◆ What to work on
Extend the bf16xint16 kernel patch below, picking up right after its last line.

◆ Selected excerpt
>> Begin
On A100, this crashes due to some bugs/unhandled cases in triton.

imported-using-ghimport

Test Plan: Imported from OSS

Reviewed By: xuzhao9

Differential Revision: D59234866

Pulled By: davidberard98

fbshipit-source-id: 46f0d671ce7bf9315d7ea7551663b03a36da3bc3
---
 .../operators/bf16xint16_gemm/bf16xint16_gemm.py     |  2 --
 torchbenchmark/operators/bf16xint16_gemm/kernel.py   | 12 +++++++-----
 2 files changed, 7 insertions(+), 7 deletions(-)

diff --git a/torchbenchmark/operators/bf16xint16_gemm/bf16xint16_gemm.py b/torchbenchmark/operators/bf16xint16_gemm/bf16xint16_gemm.py
index 5d7796b7c..51fea9519 100644
--- a/torchbenchmark/operators/bf16xint16_gemm/bf16xint16_gemm.py
+++ b/torchbenchmark/operators/bf16xint16_gemm/bf16xint16_gemm.py
@@ -83,8 +83,6 @@ def bf16xbf16(self, x, w):
     @register_benchmark()
     def bf16xint16(self, x, w):
         x = x.reshape(-1, x.size(-1))
-        # TODO(davidberard98) fix this to pass in an int16
-        w = w.to(torch.bfloat16)
         return lambda: bf16xint16_matmul(x, w)
 
     @register_benchmark()
diff --git a/torchbenchmark/operators/bf16xint16_gemm/kernel.py b/torchbenchmark/operators/bf16xint16_gemm/kernel.py
index 92dda9099..69cd0cdf7 100644
--- a/torchbenchmark/operators/bf16xint16_gemm/kernel.py
+++ b/torchbenchmark/operators/bf16xint16_gemm/kernel.py
@@ -347,9 +347,10 @@ def bf16xbf16_matmul_kernel(
     tl.store(c_ptrs, c, mask=c_mask)
 
 
-# TODO(davidberard98): right now this is just a copy of the triton tutorial.
-#                      TODO is to implement the int16 part.
>> End
◆ Record list
>> Begin
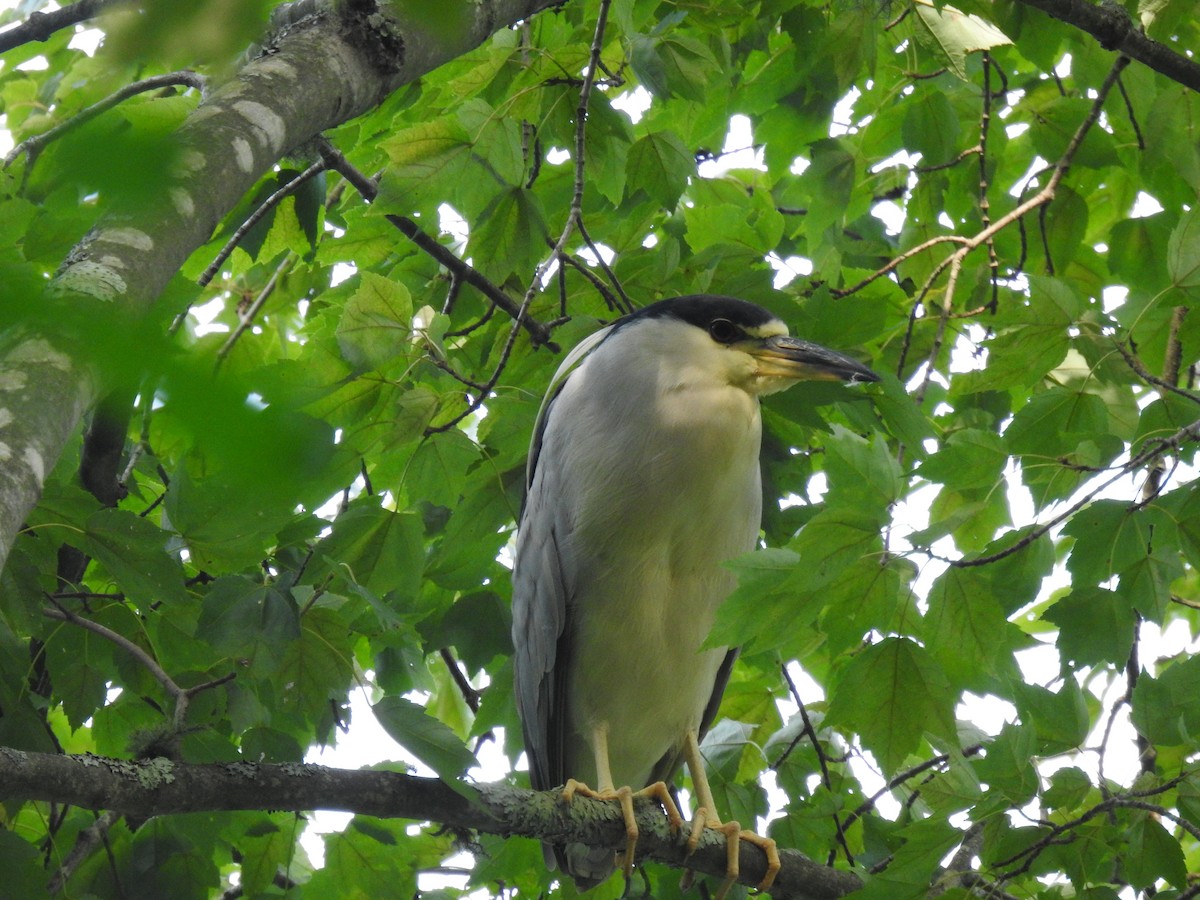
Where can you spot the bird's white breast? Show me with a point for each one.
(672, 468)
>> End
>> Begin
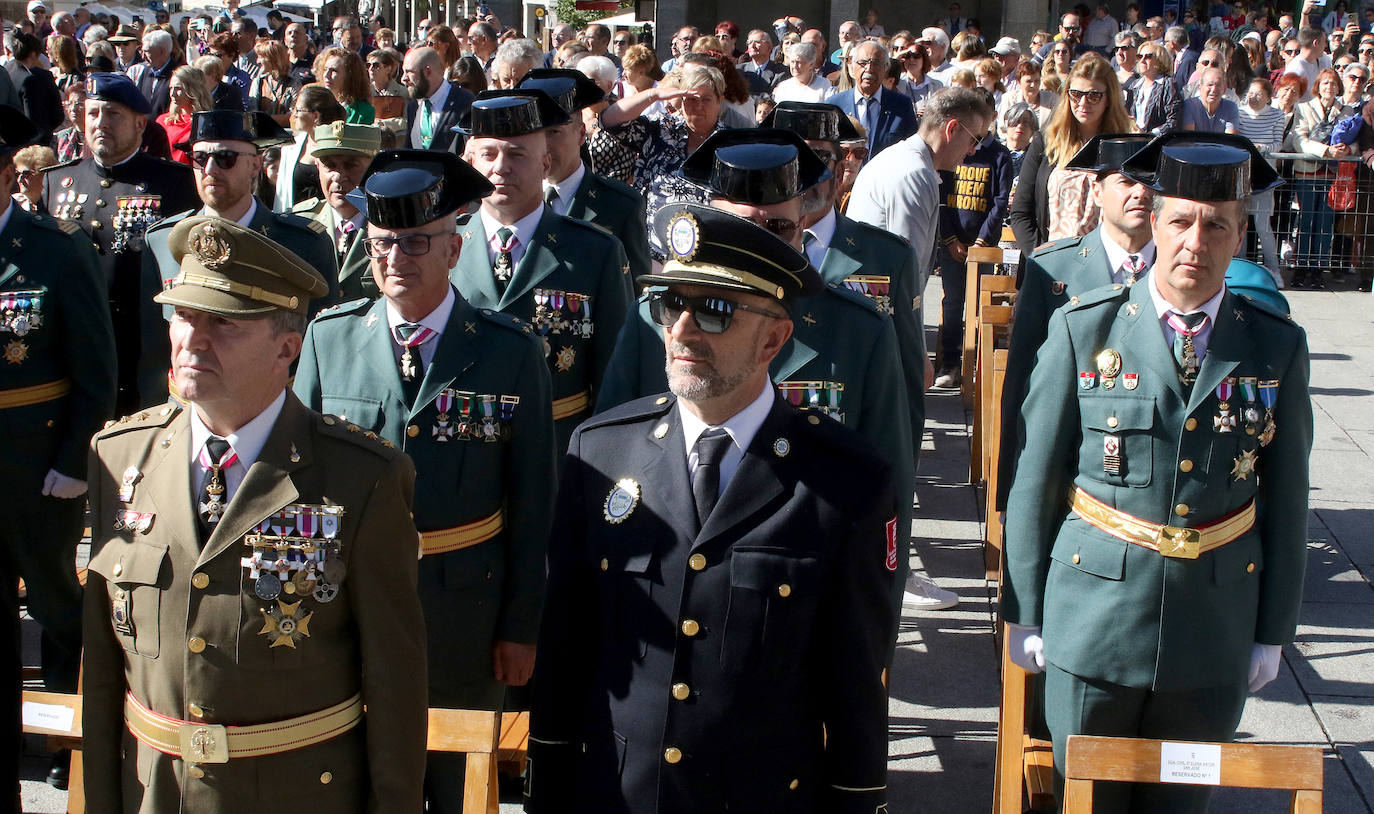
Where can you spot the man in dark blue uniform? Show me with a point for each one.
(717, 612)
>> End
>> Begin
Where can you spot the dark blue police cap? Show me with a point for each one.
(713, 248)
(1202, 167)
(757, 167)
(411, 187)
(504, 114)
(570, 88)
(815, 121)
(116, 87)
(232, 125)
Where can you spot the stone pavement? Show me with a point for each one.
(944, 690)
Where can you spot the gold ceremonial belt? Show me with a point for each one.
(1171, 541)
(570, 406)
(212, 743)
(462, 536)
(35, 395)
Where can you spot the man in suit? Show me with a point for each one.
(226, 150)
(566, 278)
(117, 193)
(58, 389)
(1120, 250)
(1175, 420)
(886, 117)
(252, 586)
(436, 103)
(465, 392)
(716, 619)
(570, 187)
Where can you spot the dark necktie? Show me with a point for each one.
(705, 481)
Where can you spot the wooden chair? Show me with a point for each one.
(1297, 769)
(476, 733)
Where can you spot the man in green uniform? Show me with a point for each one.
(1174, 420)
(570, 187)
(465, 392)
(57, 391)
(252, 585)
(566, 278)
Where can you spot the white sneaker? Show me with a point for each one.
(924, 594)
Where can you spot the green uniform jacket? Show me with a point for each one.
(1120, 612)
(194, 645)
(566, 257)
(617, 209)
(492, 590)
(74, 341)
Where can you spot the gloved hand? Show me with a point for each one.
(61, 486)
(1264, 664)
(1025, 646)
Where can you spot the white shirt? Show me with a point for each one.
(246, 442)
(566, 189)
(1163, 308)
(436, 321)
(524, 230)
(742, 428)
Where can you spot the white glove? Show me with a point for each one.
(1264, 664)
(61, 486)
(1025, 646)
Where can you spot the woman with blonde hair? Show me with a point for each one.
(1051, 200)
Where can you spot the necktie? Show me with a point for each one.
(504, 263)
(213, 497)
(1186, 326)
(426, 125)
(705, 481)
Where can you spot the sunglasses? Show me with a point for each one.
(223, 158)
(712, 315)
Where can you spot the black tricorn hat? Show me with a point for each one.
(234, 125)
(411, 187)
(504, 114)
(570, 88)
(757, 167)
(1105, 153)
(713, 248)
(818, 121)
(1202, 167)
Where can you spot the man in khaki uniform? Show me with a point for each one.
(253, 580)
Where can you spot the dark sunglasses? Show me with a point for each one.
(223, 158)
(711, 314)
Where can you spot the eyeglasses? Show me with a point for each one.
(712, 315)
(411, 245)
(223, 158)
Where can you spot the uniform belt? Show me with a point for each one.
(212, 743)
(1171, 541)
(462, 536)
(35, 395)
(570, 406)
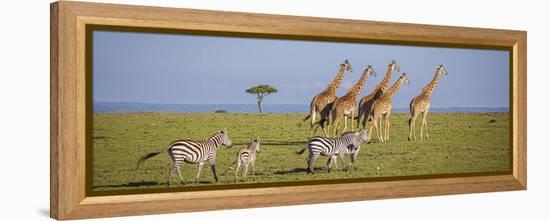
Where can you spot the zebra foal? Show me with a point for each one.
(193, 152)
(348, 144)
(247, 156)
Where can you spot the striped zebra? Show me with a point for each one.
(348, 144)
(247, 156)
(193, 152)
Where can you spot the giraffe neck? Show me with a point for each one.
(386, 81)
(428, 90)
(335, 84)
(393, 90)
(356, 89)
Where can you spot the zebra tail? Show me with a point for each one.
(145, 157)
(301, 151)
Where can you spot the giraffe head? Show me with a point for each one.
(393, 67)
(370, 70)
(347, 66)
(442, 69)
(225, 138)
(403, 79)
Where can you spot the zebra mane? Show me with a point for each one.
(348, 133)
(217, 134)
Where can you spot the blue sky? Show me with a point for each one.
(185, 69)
>> End
◆ Task result
-# https://triton-lang.org/main/getting-started/tutorials/03-matrix-multiplication.html
+# NOTE(TritonBench): this is a modified version of the triton tutorial matmul:
+#   https://triton-lang.org/main/getting-started/tutorials/03-matrix-multiplication.html
+# It is modified to take a bf16 and an int16 input; then cast the int16 to bf16;
+#   then perform the bf16xbf16 matmul.
 @triton.autotune(
     configs=get_autotune_config(),
     key=["M", "N", "K"],
@@ -419,9 +420,10 @@ def bf16xint16_matmul_kernel(
         # Load the next block of A and B, generate a mask by checking the K dimension.
         # If it is out of bounds, set it to 0.
         a = tl.load(a_ptrs, mask=offs_k[None, :] < K - k * BLOCK_SIZE_K, other=0.0)
-        b = tl.load(b_ptrs, mask=offs_k[:, None] < K - k * BLOCK_SIZE_K, other=0.0)
+        b = tl.load(b_ptrs, mask=offs_k[:, None] < K - k * BLOCK_SIZE_K, other=0)
+        b_bf16 = b.to(tl.bfloat16)
         # We accumulate along the K dimension.
-        accumulator = tl.dot(a, b, accumulator)
+        accumulator = tl.dot(a, b_bf16, accumulator)
         # Advance the ptrs to the next K block.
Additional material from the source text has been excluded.